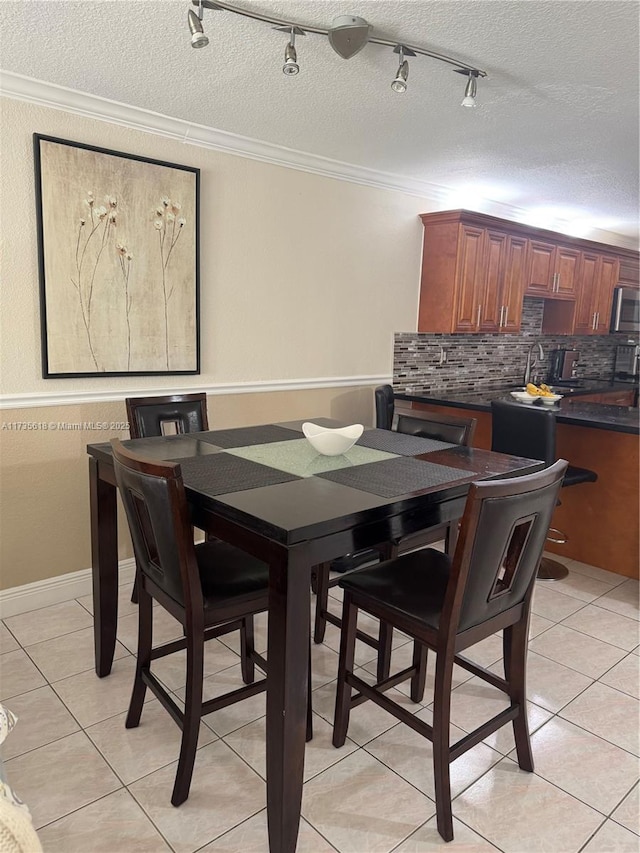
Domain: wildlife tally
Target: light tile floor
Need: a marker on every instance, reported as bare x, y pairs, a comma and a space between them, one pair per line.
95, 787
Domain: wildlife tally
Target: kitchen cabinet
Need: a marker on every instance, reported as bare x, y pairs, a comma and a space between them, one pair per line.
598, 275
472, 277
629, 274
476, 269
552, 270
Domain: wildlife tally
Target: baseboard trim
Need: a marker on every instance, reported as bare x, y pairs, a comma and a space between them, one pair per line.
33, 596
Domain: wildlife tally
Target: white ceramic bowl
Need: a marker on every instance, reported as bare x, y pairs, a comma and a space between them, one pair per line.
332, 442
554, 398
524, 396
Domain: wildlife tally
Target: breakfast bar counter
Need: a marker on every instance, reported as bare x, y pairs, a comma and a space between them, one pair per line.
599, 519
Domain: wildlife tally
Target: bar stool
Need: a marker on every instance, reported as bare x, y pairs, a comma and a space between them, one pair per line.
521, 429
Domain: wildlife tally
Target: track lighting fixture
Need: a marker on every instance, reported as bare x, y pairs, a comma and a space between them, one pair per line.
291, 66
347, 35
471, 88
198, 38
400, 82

+ + +

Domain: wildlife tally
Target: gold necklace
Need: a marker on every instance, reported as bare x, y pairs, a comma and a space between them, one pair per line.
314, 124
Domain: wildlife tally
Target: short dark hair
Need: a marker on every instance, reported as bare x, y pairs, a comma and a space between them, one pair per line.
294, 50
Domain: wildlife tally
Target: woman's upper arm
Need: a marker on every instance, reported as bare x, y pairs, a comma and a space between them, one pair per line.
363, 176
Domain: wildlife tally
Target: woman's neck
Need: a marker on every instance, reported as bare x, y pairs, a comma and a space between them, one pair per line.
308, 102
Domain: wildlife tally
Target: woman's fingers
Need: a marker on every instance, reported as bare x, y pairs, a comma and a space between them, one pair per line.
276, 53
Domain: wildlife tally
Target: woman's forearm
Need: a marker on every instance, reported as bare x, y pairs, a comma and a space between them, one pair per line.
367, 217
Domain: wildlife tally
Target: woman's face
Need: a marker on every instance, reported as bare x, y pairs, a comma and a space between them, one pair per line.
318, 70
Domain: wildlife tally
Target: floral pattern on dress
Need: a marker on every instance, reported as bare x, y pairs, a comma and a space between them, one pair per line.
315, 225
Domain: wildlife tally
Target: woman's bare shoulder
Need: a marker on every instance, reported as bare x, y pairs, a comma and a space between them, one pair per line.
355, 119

+ + +

> _Your goal_
Copy out every line above that contains the word "woman", and leave out the rest. Case counts.

> _Correct result_
Target: woman's upper arm
Target: woman's neck
Target: woman's fingers
Target: woman's forearm
Target: woman's face
Target: woman's bare shoulder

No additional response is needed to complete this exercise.